Washington State Coach Nick Rolovich Is Running Out Of Excuses To Not Get Vaccinated

Washington State football coach Nick Rolovich addresses the media in a mask.
WSU/YouTube

Washington State’s Nick Rolovich is the only Pac-12 football coach who hasn’t received the COVID vaccine, but due to Gov. Jay Inslee’s statewide mandate announced this past week, Rolovich now has to get jabbed by Oct. 18 if he wants to keep his job. Washington’s mandate allows for medical and religious exemptions, but Rolovich would have to demonstrate a valid reason to qualify for one of those. He hasn’t done that so far, and in the past few days, he’s been deliberately vague about whether he’ll get vaccinated.

When asked on Thursday, Rolovich said that he planned on following the governor’s mandate. The coach spoke again with the media on Friday and was asked some followups on what he meant by that, but he wouldn’t go any further than repeating that he would “follow the mandate.” He gave normal answers to all other questions.

Cute stuff from the highest-paid state employee. Rolovich has dragged this out for a big chunk of the summer now. In July, he skipped the Pac-12 Media Day and was the only coach who participated remotely because he wanted to remain unvaccinated. He released a statement about how he chose not to get the vaccine “for reasons which will remain private.”

Task instructions:
1 > List every month and day of the week named in the Rolovich article, in order of appearance.
2 > Return the part of the Rolovich article starting at "WSU/YouTube" and ending at "he’ll get vaccinated.".

Given material:
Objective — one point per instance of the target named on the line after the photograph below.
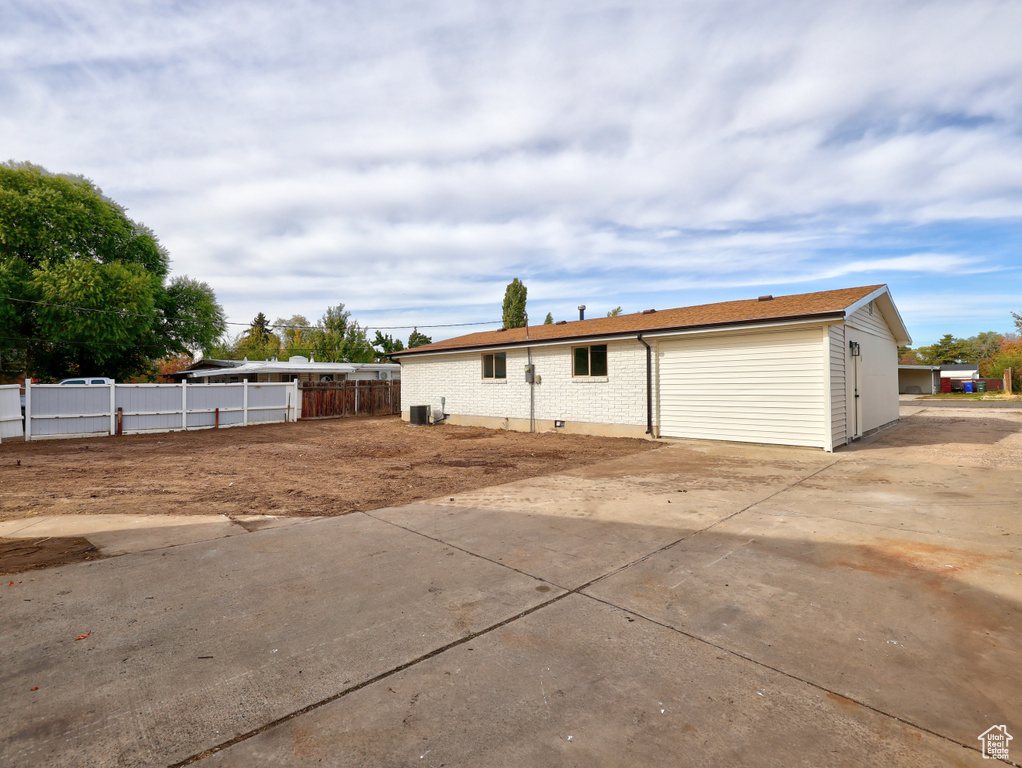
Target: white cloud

Results in order:
1 > October ("Oct. 18"), Thursday, Friday, July

2 >
WSU/YouTube

Washington State’s Nick Rolovich is the only Pac-12 football coach who hasn’t received the COVID vaccine, but due to Gov. Jay Inslee’s statewide mandate announced this past week, Rolovich now has to get jabbed by Oct. 18 if he wants to keep his job. Washington’s mandate allows for medical and religious exemptions, but Rolovich would have to demonstrate a valid reason to qualify for one of those. He hasn’t done that so far, and in the past few days, he’s been deliberately vague about whether he’ll get vaccinated.